======== Selection ========
TL;DR
I replaced a fragile API‑key system with JWT‑based authentication, updated the Swagger UI, hardened the ingestion pipelines, and refactored the dashboard UI to use a shared auth.js module. The result is a secure, client‑aware API that scales without breaking existing workflows.
1️⃣ Why Securing the API Was Critical
1.1 The Original API‑Key Problem
The source-score service originally relied on a static API‑key middleware. Every client (Swagger UI, CI jobs, the dashboard) had to embed the same secret token in the X-API-Key header.
1.2 Threat Model
- Token Leakage – If a key is checked into source control, anyone can call privileged endpoints.
- Permission Abuse – A compromised client can perform destructive actions (e.g., delete sources).
- Replay Attacks – Without expiration, a stolen key can be reused indefinitely.
1.3 The Solution Path
We needed a dynamic, client‑aware token that could be rotated automatically, scoped per client, and expire. JWTs (JSON Web Tokens) fit the bill:
- Self‑contained claims (client ID, expiration) → no server‑side session store.
========
→ Aim
Can you continue the post about replacing the API-key system with JWT authentication, picking up right after its last line?
======== Dataset entries ========
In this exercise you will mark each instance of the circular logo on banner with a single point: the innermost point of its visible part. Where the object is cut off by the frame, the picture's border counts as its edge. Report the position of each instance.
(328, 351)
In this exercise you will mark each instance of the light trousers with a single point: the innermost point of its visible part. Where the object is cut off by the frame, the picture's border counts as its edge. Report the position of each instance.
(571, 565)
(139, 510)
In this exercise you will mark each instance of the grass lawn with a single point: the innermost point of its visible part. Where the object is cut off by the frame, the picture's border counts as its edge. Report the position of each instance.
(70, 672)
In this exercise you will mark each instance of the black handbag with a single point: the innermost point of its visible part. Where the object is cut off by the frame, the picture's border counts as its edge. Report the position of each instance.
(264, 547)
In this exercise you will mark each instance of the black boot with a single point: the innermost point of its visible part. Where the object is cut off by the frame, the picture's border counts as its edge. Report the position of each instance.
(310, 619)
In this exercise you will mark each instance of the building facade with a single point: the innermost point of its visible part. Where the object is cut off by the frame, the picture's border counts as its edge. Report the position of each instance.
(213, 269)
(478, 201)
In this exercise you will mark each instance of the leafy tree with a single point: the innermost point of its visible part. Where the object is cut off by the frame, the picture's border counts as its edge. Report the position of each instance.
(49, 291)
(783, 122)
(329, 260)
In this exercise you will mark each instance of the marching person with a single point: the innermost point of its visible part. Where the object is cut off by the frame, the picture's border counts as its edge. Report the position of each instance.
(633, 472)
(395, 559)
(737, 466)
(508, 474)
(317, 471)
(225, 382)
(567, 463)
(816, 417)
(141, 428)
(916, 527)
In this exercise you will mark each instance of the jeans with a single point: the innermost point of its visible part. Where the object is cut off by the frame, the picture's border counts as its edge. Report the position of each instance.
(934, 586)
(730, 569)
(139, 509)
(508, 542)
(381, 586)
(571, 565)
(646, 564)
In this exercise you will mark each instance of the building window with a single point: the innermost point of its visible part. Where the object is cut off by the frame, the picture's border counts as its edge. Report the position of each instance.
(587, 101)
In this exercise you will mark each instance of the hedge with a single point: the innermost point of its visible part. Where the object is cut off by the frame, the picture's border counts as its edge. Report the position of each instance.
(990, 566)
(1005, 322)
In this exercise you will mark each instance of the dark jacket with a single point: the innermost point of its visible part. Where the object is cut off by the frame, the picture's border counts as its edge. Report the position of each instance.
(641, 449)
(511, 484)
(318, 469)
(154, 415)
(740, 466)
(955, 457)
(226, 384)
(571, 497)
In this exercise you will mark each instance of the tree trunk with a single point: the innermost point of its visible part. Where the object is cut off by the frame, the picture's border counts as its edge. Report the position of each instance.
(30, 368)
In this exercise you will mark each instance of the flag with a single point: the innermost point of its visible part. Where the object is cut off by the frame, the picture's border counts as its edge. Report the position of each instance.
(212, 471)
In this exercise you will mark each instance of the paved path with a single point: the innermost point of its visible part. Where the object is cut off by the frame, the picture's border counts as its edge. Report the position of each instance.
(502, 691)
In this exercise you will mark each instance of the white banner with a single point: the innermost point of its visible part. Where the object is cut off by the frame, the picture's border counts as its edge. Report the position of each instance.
========
→ Output of the task
- Standard cryptographic signing → tamper‑proof.
- Middleware support in Gin (our Go web framework) → quick integration.
2️⃣ JWT Migration in source-score
2.1 Introducing the /auth/token Endpoint
I added a new POST endpoint that issues a signed JWT. This endpoint is exempt from auth checks so any client that provides a Client-ID header can obtain a token.
type TokenResponse struct {
Token string `json:"token"`
}
// POST /auth/token
func IssueToken(c *gin.Context) {
clientID := c.GetHeader("Client-ID")
if clientID == "" {
c.JSON(http.StatusBadRequest, gin.H{"error": "Client-ID header missing"})
return
}
// Build JWT claims
claims := jwt.MapClaims{
"aud": clientID, // Audience = client identifier
"iss": "source-score", // Issuer – hard‑coded for now
"exp": time.Now().Add(4 * time.Hour).Unix(), // 4‑hour expiry
}
// Sign the token with the secret from the environment
token := jwt.NewWithClaims(jwt.SigningMethodHS256, claims)
signed, err := token.SignedString([]byte(os.Getenv("JWT_SECRET")))
if err != nil {
c.JSON(http.StatusInternalServerError, gin.H{"error": "failed to sign token"})
return
}
c.JSON(http.StatusOK, TokenResponse{Token: signed})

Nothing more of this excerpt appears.